** Text section follows **

Postby spooks. » Wed Oct 24, 2018 10:38 am

I just broke one of my favorite mugs

I have been crying for the last hour. I desperately tried to piece it back together while hysterically crying but it was too shattered, too many pieces missing.

It was an orange mug with a ghost on it.
I got it at a thrift store for 50¢, so it’s not like I can just buy another one.
I still have it’s ‘twin’ which is a mug that’s exactly the same except it’s black with a pumpkin instead of a ghost.

And yes, I did cry harder when I found the shattered bit with the face on it.
Also when I realized I had just accidentally murdered the pumpkin mug’s sibling. It’s so dumb, but it’s makes me so sad. Part of my collection is gone.

** End of Text section **
** Source information follows **

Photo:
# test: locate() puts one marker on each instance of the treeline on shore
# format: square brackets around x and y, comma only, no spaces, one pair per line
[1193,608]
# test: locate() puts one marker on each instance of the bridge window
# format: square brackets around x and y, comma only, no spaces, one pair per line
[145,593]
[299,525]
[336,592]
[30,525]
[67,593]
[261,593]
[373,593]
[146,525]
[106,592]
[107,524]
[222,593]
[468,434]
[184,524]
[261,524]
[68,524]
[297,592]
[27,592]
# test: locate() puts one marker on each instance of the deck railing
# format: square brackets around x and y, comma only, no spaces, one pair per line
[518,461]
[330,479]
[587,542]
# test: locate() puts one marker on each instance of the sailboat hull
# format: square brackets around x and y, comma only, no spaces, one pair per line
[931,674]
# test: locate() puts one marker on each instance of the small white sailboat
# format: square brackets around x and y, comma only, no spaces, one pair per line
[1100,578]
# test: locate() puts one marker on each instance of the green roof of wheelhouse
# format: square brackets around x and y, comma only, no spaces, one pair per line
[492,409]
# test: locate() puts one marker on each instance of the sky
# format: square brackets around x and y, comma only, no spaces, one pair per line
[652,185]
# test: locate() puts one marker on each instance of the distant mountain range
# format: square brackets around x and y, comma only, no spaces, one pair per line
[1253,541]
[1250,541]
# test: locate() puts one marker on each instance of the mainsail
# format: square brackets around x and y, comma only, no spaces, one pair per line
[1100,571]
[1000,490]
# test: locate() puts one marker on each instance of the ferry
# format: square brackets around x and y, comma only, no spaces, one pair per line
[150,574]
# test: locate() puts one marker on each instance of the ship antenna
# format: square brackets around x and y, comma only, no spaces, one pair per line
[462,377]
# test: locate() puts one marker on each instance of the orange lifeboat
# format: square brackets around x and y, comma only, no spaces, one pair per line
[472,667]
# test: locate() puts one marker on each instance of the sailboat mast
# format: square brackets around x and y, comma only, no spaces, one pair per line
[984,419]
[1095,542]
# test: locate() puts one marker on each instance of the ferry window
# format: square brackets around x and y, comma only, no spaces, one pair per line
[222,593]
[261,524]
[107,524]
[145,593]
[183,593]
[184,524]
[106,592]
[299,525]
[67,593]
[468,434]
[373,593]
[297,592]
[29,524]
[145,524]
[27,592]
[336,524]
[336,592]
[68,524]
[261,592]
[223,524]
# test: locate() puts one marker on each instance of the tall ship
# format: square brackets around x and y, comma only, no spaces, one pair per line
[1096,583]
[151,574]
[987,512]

** End of Source information **

Exercise set:
• 1. Say whether each statement agrees with the forum post about the broken mug, answering yes or no and quoting the words of the post that decide it. (a) The broken mug was orange with a ghost on it. (b) The mug was bought new at a department store. (c) The writer managed to fit the pieces back together.
• 2. According to the forum post about the broken mug, how does the remaining matching mug differ from the broken one?
• 3. Write the next few sentences of the forum post about the broken mug, picking up after its final sentence.

Outputs by task:
• 1.
(a) Yes: "It was an orange mug with a ghost on it."
(b) No: "I got it at a thrift store for 50¢"
(c) No: "it was too shattered, too many pieces missing."

• 2. It is black with a pumpkin instead of orange with a ghost.

• 3.
I have been crying for the last hour and this is such a dumb thing to cry about but I can’t stop.

I just want it back so badly.
I’ve been scouring the internet trying to find another one I can buy, but there’s no point.
It’s gone. A gorgeous thrift store find that can never be replaced.

If anyone knows where to buy an orange mug with a ghost on it, please let me know.
(When I got it at the thrift store it had a target sticker on it.)
Last edited by spooks. on Wed Oct 24, 2018 11:17 am, edited 1 time in total.